## PROMPT 1:
According to the biography of Jodee Nimerichter, in what year did she become associate director of the American Dance Festival?
## PROMPT 2:
Continue the biography of Jodee Nimerichter, starting right after its final sentence.

## TEXT SEGMENT:

American arts administrator

Jodee Nimerichter is an American arts administrator and film producer. She currently serves as the executive director of the American Dance Festival.

== Early life and education ==
Jodee Nimerichter is the daughter of Fred Nimerichter and Mary Lou Buhl. She has two sisters, Cynthia and Rhonda, and grew up in Colorado. She is of German ancestry and was raised in the Lutheran faith. She trained in classical ballet from a young age and was admitted to Gallatin School of Individualized Study at New York University. In 1992 she decided to stop dancing, and switched her major to performing arts administration. While she was enrolled at NYU, she interned at the American Dance Festival, Jacob's Pillow Dance, and Changing Times Tap Dancing Company. She also helped start the first Gallatin Arts Festival at NYU.

== Career ==

=== American Dance Festival ===
Nimerichter began working for the American Dance Festival in 1991 as an intern. In 1997 she worked on the production of the festival's documentary series Free to Dance and was nominated for an Emmy Award in Research. She co-produced televised recordings of the Broadway revival of The Women and the musical Fosse. She worked as an associate producer for the live broadcasts of The Man Who Came To Dinner and Fosse Millennium in 2000. In 2003 she became the festival's associate director, managing dance festivals in South Korea and Russia and building dance exchange programs in South Africa, Poland, Argentina, and the Philippines. Nimerichter organized the first American tour of the Guangdong Modern Dance Company from Guangzhou, China. She served as associate director until 2007, when she was promoted as co-director. In 2007 she produced Dancing in the Light, a program focused on six works by African-American choreographers, for the Public Broadcasting Service. Nimerichter also worked as a production member of Great Performances:Dance in America at WNET where she co-produced the performance documentary Born to Be Wild: The Leading Men of American Ballet Theatre, which followed dancers Jose Manuel Carreño, Angel Corella, Vladimir Malakhov, and Ethan Stiefel as they began working on a new piece created for them by Mark Morris.

## EXCERPTED DATA:
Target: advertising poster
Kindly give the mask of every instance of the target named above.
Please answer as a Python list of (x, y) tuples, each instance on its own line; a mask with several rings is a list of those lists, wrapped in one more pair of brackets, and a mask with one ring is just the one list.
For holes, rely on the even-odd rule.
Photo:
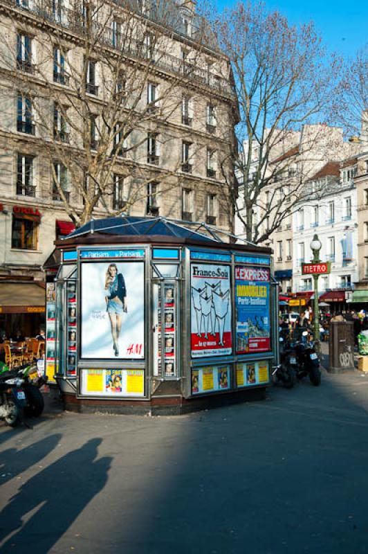
[(82, 358), (145, 357), (143, 262), (82, 264)]
[(268, 361), (237, 364), (237, 386), (238, 388), (267, 384), (269, 382)]
[(270, 269), (235, 267), (237, 353), (270, 350)]
[(82, 393), (90, 396), (144, 396), (142, 369), (83, 369)]
[(230, 388), (230, 367), (219, 366), (192, 370), (192, 394)]
[(230, 267), (191, 265), (192, 357), (232, 352)]

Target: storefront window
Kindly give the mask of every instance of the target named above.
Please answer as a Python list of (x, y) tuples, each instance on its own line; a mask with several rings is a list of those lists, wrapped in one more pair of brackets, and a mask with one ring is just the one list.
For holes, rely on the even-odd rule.
[(12, 226), (12, 248), (21, 250), (37, 250), (39, 222), (30, 217), (13, 214)]

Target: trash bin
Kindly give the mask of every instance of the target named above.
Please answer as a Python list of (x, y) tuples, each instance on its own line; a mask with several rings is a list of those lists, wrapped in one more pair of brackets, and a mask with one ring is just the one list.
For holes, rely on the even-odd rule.
[(329, 343), (330, 373), (354, 369), (354, 325), (353, 321), (331, 321)]

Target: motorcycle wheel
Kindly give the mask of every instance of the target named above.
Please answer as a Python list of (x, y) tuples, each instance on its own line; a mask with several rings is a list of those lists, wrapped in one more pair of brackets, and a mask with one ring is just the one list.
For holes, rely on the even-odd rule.
[(318, 386), (321, 384), (321, 372), (318, 368), (313, 367), (309, 373), (309, 379), (311, 384), (314, 386)]
[(5, 422), (10, 427), (16, 427), (23, 420), (23, 409), (17, 406), (12, 398), (8, 398), (4, 406), (6, 414)]
[(25, 413), (28, 418), (39, 418), (45, 407), (44, 397), (39, 389), (35, 385), (27, 385), (24, 387), (28, 406), (25, 408)]
[(283, 384), (285, 388), (293, 388), (295, 383), (295, 374), (293, 368), (286, 366), (284, 372)]

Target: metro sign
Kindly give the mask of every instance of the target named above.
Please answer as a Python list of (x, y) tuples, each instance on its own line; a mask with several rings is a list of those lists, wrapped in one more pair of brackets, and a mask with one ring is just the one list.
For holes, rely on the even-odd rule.
[(331, 273), (329, 262), (321, 262), (319, 264), (302, 264), (303, 275), (322, 275), (327, 273)]

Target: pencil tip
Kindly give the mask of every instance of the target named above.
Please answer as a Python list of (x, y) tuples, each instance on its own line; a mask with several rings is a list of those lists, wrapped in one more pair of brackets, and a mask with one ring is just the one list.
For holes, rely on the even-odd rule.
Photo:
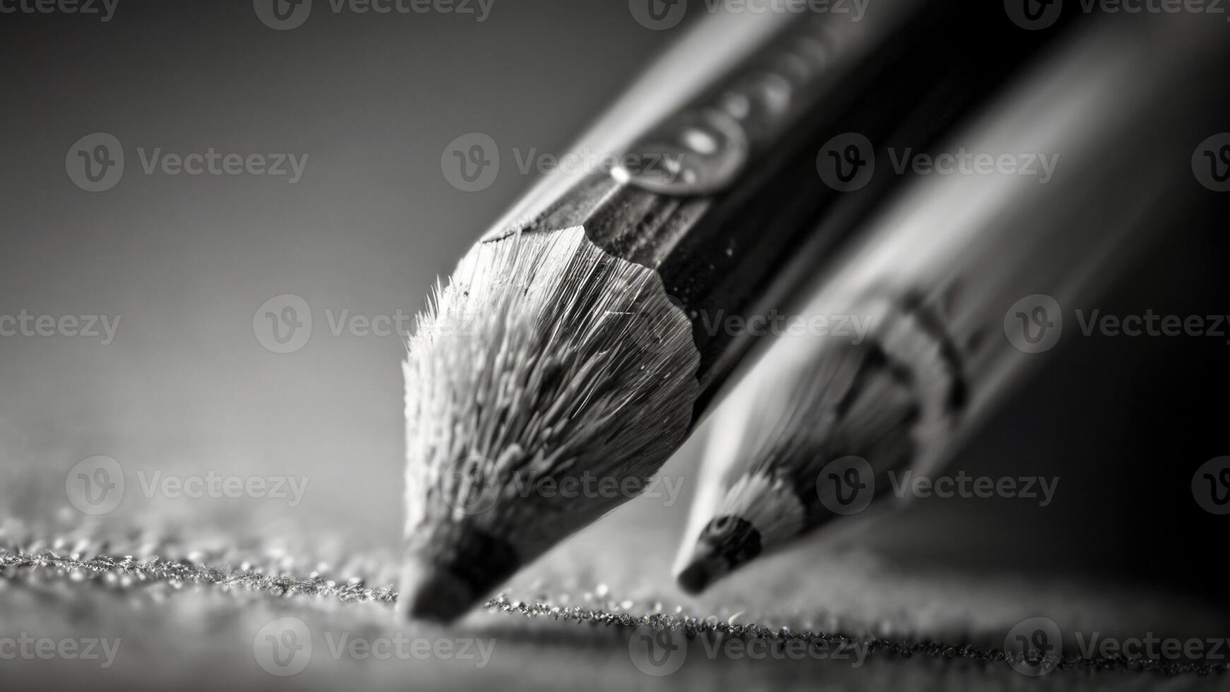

## REPLY 1:
2003

## REPLY 2:
Nimerichter was appointed as the director of the American Dance Festival in 2012. Her title changed to executive director in 2016.

=== Other curations ===
Nimerichter curated performances at the Joyce Theater for Focus Dance in 2013 and at New York University's Skirball Center for the Performing Arts for Dance Gotham in 2014. She has also served as a Hub Site representative for the National Dance Project.

=== Affiliations ===
She also serves on the boards of the American Dance Festival and ARTS North Carolina, and serves on the advisory board of Emory College Center for Creativity & Arts and as board member for Durham Central Park.

She serves on the board of directors for Mark Dendy Dance & Theatre and was a member of the Appalachian Summer Festival's artistic partnership team in 2008 and 2009.

== Personal life ==
Nimerichter lives in North Carolina and New York, splitting her time between homes in Durham and Manhattan. She met Gaspard Louis, a Haitian dancer, while she was working as a staffer at the American Dance Festival and he was dancing with Pilobolus Dance Theatre. She and Louis married in October 2005 and have two children, Dahlia and Preston.